§ **Excerpt to read**
↓

What were the two major types of fixed exchange rate regimes
and how did they differ?
Under the gold standard, nations defined their respective
domestic units of account in terms of so much gold (by weight and
fineness or purity) and allowed gold and international checks
(known as bills of exchange) to flow between nations unfettered.
Thanks to arbitrageurs, the spot exchange rate, the market price of
bills of exchange, could not stray very far from the exchange rate
implied by the definition of each nation’s unit of account. For
example, the United States and Great Britain defined their units of
account roughly as follows: 1 oz. gold = $20.00; 1 oz. gold = £4.
Thus, the implied exchange rate was roughly $5 = £1 (or £.20 = $1).
It was not costless to send gold across the Atlantic, so Americans
who had payments to make in Britain were willing to buy
sterling-denominated bills of exchange for something more than $5
per pound and Americans who owned sterling bills would accept
something less than $5 per pound, as the supply and demand
conditions in the sterling bills market dictated. If the dollar
depreciated too far, however, people would stop buying bills of
exchange and would ship gold to Britain instead. That would
decrease the U.S. money supply and appreciate the dollar. If the
dollar appreciated too much, people would stop selling bills of
exchange and would order gold shipped from Britain instead. That
increased the U.S. money supply and depreciated the dollar. The
GS system was self-equilibrating, functioning without government
intervention (after their initial definition of the domestic unit
of account).

↑

§ **What the exercise asks**
Swap "arbitrageurs" for "currency traders" in the gold standard passage, and give the part that opens with "Under the gold" and closes with "oz. gold = £4.". The listing after this point isn't needed.

§ **Collected data**
↓

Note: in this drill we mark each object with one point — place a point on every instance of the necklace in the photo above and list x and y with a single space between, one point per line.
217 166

↑

§ **Output of the exercise**
Under the gold standard, nations defined their respective
domestic units of account in terms of so much gold (by weight and
fineness or purity) and allowed gold and international checks
(known as bills of exchange) to flow between nations unfettered.
Thanks to currency traders, the spot exchange rate, the market price of
bills of exchange, could not stray very far from the exchange rate
implied by the definition of each nation’s unit of account. For
example, the United States and Great Britain defined their units of
account roughly as follows: 1 oz. gold = $20.00; 1 oz. gold = £4.